■ **TEXTAUSZUG**:
----------

Überhaupt sind die Regeln hier manchmal merkwürdig: z.B ist er hier im Cape Range Park untersagt, jegliches lebendes oder totes Material mitzunehmen, also Muscheln, Pflangen, Korallen, Sand usw.. aber, an vielen Strandabschnitten ist das Angeln erlaubt! Die Australier sind einfach eine Anglernation und schon die kleinsten Knirpse kommen mit der Leine, der Fischerrute oder sogar der Harpune daher. Spätestens wenn Kinder mit Harpunen in unserer Nähe schnorcheln wird es uns etwas mulmig.

In der Zwischenzeit auf den Philippinen:
Während unserem Australienaufenthalt entscheiden wir uns für einen der Architkten/Bauleiter für das Batulong Center und in den nächsten Tagen wird Thata für Batulong den Vertrag unterschreiben können. Den Auftrag für den Bau des Hauswart-Hauses haben wir anderweitig vergeben, denn es wäre sonst zu teuer gekommen. Im grossen Projekt werden Eltern unserer Batulong-Kinder angestellt, wenn sie Fachleute sind. Das Hauswarts-Bauprojekt wird aussschliesslich von Batulong-Vätern gebaut. Auch das Bauland ist nun vom Öl befreit und baubereit. Wir sind gespannt, ob wir im April, wenn wir auf den Philippinen sind, schon die ersten Bauarbeiten sehen können.
Die Zusammenarbeit der beiden Batulong-Angestellten scheint sehr gut zu laufen. Thata ist vor allem mit der Organisation der Bauarbeiten beschäftigt und Lynnette konnte schon von einigen Fällen berichten, in denen sie als Sozialarbeiterin eingreifen konnte/musste.
Zwei Beispiele: Ein Batulong-Mädchen konnte nur unregelmässig zur Schule gehen, weil ihre Mutter sie jeweils als Babysitterin brauchte. Die Mutter selbst war mangelernährt, weil sie zu wenig Geld vom Mann bekam, der nicht mehr mit ihr zusammenlebt und mit einer anderen Frau auf das erste Kind wartet. Seine alte Familie mit 7 Kindern scheint ihn nicht mehr so zu interessieren und durch die Intervention von Batulong bekommt nun auch das jüngste, 2 Monate alte Baby, Vitamine und Aufbaupräparate, denn es litt an Blutarmut (falsche und zu wenig Nahrung). Das von Batulong unterstützte Mädchen hat in letzter Zeit wieder regelmässig die Schule besucht und es scheint, als ob die Gespräche unserer Sozialarbeiterin mit der Mutter bewirkt haben, dass Mary Jane nicht mehr während der Schulzeit auf die jüngeren Geschwister aufpassen muss. Faszinierend ist, dass sie schon vorher mit nur der Hälfte des Schulbesuchs den Lehrstoff schaffte und die Lehrerin meinte, würde sie immer zur Schule gehen, könnte sie die Klassenbeste sein.

----------

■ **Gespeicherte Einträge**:
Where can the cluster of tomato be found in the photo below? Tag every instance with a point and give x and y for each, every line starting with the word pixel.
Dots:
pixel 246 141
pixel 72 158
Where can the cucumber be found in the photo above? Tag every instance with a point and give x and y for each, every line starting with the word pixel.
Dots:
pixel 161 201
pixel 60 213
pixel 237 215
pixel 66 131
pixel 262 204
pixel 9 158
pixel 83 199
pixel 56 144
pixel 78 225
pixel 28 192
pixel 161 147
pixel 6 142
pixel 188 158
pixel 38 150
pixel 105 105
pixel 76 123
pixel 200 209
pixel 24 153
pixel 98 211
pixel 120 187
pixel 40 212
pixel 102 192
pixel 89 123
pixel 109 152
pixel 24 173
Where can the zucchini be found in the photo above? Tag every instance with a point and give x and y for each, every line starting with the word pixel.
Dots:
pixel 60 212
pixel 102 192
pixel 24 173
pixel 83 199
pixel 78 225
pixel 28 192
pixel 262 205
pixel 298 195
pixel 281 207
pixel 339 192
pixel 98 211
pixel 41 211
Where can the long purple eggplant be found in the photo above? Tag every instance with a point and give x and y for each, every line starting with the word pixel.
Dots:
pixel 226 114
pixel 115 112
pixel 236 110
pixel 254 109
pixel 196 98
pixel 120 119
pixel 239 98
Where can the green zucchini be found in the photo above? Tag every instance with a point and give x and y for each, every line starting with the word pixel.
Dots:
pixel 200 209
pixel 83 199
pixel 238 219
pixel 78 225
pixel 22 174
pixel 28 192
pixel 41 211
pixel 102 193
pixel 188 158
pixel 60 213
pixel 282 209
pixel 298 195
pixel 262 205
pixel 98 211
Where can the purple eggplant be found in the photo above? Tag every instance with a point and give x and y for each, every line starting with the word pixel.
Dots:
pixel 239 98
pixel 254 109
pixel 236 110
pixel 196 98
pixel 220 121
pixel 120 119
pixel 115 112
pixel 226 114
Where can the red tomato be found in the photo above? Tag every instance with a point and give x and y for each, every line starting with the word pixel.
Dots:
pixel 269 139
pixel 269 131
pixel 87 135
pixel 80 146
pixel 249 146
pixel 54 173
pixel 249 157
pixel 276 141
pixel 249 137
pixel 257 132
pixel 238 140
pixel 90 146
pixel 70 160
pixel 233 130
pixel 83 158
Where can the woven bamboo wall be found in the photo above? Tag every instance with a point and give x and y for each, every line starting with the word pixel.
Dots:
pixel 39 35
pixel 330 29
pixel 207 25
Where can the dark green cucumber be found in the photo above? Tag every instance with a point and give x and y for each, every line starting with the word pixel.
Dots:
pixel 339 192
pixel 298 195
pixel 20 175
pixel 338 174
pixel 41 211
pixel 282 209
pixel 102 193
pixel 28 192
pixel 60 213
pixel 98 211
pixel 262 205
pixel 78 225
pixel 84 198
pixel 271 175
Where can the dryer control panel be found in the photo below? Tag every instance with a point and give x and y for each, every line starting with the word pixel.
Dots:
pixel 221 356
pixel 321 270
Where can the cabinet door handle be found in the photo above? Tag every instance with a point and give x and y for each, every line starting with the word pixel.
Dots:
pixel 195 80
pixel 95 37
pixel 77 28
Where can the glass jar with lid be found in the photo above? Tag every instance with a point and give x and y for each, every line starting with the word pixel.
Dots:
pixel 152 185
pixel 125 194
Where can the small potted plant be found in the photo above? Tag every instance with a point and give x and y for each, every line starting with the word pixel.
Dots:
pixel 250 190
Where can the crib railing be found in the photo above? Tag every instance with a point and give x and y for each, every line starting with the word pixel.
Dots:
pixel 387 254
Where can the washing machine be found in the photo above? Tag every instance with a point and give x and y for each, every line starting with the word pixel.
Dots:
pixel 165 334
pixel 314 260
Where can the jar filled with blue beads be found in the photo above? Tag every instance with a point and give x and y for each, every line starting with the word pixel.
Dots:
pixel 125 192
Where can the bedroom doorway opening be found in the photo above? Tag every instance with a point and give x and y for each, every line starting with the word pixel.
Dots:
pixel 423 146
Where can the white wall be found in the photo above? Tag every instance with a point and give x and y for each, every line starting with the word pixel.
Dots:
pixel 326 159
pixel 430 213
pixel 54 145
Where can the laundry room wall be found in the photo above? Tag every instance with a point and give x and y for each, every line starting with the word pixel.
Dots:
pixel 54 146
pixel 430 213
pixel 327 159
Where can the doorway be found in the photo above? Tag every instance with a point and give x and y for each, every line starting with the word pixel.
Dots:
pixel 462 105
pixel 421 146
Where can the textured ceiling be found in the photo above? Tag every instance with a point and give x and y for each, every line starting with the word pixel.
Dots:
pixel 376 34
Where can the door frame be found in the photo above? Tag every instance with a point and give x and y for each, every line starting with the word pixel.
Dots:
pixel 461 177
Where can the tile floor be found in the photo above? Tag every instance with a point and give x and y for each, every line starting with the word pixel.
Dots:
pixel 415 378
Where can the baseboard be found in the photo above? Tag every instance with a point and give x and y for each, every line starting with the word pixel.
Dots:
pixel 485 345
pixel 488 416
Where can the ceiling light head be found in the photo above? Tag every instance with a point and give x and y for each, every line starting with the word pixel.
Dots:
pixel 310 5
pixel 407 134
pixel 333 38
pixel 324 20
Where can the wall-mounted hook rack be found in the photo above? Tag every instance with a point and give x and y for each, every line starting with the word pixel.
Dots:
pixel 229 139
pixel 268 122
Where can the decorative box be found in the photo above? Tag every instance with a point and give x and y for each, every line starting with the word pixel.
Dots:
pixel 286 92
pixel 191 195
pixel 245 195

----------

■ **ZU LÖSENDE AUFGABEN**:
**A.** Beantworten Sie anhand des Textauszugs die folgenden Fragen:
(i) Was darf im Cape Range Park nicht mitgenommen werden?
(ii) Wer baut das Hauswarts-Bauprojekt?
(iii) Wie alt ist das jüngste Baby, das nun Vitamine und Aufbaupräparate bekommt?
**B.** Schreiben Sie den Abschnitt des Textauszugs, beginnend bei „In der Zwischenzeit“ und endend bei „Bauarbeiten sehen können.“, neu und setzen Sie dabei „Grundstück“ an die Stelle von „Bauland“.

■ **LÖSUNGEN**:
**A.**
(i) Jegliches lebendes oder totes Material.
(ii) Ausschließlich Batulong-Väter.
(iii) 2 Monate.

**B.**
In der Zwischenzeit auf den Philippinen:
Während unserem Australienaufenthalt entscheiden wir uns für einen der Architkten/Bauleiter für das Batulong Center und in den nächsten Tagen wird Thata für Batulong den Vertrag unterschreiben können. Den Auftrag für den Bau des Hauswart-Hauses haben wir anderweitig vergeben, denn es wäre sonst zu teuer gekommen. Im grossen Projekt werden Eltern unserer Batulong-Kinder angestellt, wenn sie Fachleute sind. Das Hauswarts-Bauprojekt wird aussschliesslich von Batulong-Vätern gebaut. Auch das Grundstück ist nun vom Öl befreit und baubereit. Wir sind gespannt, ob wir im April, wenn wir auf den Philippinen sind, schon die ersten Bauarbeiten sehen können.